_Stored data:_

----------------------------------------

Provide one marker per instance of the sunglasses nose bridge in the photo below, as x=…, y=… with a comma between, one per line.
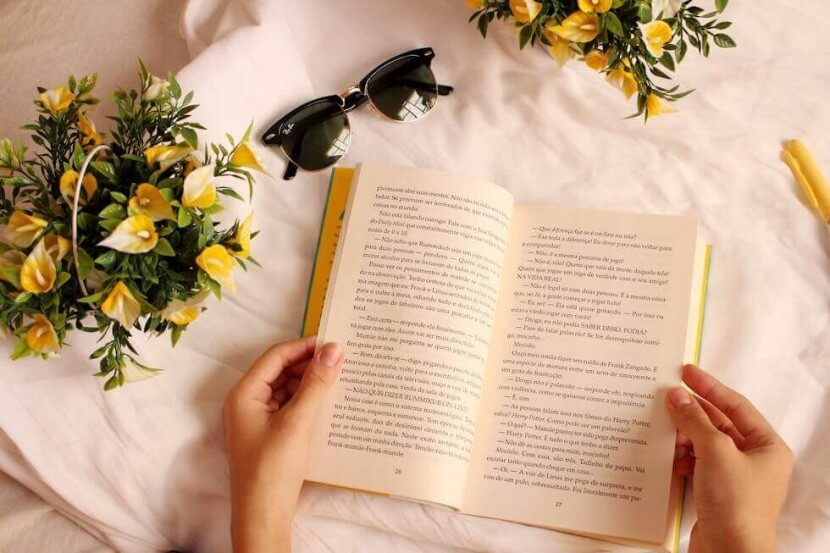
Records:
x=352, y=97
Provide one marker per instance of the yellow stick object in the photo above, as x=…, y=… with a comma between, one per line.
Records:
x=809, y=177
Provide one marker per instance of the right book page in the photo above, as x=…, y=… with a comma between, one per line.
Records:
x=591, y=331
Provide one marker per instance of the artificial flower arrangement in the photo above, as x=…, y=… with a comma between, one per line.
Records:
x=636, y=43
x=117, y=236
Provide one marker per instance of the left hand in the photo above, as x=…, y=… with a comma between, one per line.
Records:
x=269, y=416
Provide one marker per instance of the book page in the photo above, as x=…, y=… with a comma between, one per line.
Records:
x=591, y=334
x=413, y=299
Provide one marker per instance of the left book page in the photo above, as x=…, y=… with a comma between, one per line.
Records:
x=413, y=298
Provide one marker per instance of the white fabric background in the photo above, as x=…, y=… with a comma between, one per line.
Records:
x=143, y=467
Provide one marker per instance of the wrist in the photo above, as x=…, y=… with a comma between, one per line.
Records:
x=254, y=534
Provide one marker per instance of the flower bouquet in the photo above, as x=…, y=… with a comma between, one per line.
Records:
x=636, y=43
x=115, y=236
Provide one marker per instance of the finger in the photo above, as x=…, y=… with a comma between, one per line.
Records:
x=292, y=385
x=682, y=439
x=722, y=422
x=280, y=397
x=267, y=369
x=685, y=466
x=317, y=380
x=747, y=419
x=690, y=418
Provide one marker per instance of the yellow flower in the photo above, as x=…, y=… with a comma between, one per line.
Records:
x=525, y=11
x=91, y=137
x=597, y=60
x=218, y=263
x=69, y=180
x=193, y=163
x=656, y=34
x=245, y=156
x=623, y=79
x=134, y=234
x=10, y=263
x=559, y=48
x=56, y=246
x=165, y=155
x=655, y=106
x=38, y=273
x=182, y=313
x=56, y=99
x=42, y=337
x=22, y=229
x=198, y=190
x=591, y=6
x=135, y=372
x=578, y=27
x=149, y=201
x=121, y=305
x=243, y=238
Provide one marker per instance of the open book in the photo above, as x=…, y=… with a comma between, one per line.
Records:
x=508, y=361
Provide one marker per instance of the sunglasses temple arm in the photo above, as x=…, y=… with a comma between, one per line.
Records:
x=290, y=171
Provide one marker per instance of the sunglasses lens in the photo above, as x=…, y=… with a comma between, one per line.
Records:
x=317, y=136
x=403, y=90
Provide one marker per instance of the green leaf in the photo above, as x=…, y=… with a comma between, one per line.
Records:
x=183, y=218
x=86, y=221
x=228, y=191
x=112, y=383
x=11, y=275
x=84, y=264
x=109, y=224
x=724, y=41
x=99, y=352
x=113, y=211
x=105, y=169
x=612, y=23
x=106, y=259
x=667, y=61
x=164, y=248
x=175, y=334
x=87, y=84
x=78, y=156
x=189, y=136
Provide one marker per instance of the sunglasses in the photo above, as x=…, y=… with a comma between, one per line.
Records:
x=317, y=134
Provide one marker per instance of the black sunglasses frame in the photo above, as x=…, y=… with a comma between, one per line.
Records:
x=351, y=99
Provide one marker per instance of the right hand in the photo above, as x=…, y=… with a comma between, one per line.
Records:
x=740, y=467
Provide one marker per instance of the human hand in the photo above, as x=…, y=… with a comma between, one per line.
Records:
x=740, y=467
x=268, y=417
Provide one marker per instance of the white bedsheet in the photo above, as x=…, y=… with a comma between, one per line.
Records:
x=143, y=468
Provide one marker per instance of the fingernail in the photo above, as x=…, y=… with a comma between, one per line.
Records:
x=330, y=354
x=679, y=397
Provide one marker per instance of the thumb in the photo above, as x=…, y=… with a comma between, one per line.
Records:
x=319, y=377
x=690, y=418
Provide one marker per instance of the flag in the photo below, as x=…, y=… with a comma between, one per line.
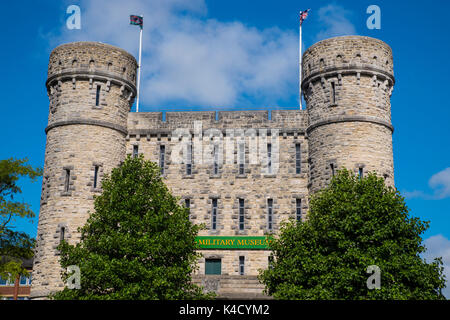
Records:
x=137, y=21
x=303, y=15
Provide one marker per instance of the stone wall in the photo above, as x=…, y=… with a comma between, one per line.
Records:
x=86, y=137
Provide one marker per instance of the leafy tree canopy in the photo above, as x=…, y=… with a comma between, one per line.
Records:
x=137, y=244
x=353, y=224
x=14, y=245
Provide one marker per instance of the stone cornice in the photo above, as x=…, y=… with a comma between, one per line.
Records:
x=339, y=119
x=86, y=74
x=105, y=124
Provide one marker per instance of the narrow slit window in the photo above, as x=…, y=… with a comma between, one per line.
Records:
x=216, y=159
x=333, y=93
x=214, y=214
x=189, y=160
x=97, y=96
x=67, y=181
x=241, y=214
x=298, y=209
x=162, y=157
x=96, y=176
x=62, y=234
x=269, y=158
x=241, y=265
x=298, y=162
x=270, y=214
x=241, y=158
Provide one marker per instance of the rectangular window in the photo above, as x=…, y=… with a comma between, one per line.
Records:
x=189, y=160
x=67, y=181
x=269, y=214
x=213, y=266
x=241, y=214
x=298, y=162
x=333, y=93
x=298, y=209
x=95, y=176
x=214, y=214
x=269, y=158
x=216, y=160
x=162, y=157
x=270, y=261
x=241, y=265
x=241, y=158
x=97, y=96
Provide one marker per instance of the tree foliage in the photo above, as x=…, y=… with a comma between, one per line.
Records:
x=14, y=245
x=352, y=224
x=137, y=244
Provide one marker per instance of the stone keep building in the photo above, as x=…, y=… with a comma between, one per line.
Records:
x=240, y=172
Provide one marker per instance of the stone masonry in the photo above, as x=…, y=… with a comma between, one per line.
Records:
x=252, y=158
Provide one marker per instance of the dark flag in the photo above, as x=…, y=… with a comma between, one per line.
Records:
x=137, y=21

----------------------------------------

_What you need to do:_ For every line of the data above that contains "tree", copy that line.

_Task response:_
Provide one marker per instance of the leafy tree canopy in the photo above, as x=…, y=… with a comma between, one per line.
Provide one marker per instance of the tree foliage in the photo above, as x=…, y=… with a comma between, one per line.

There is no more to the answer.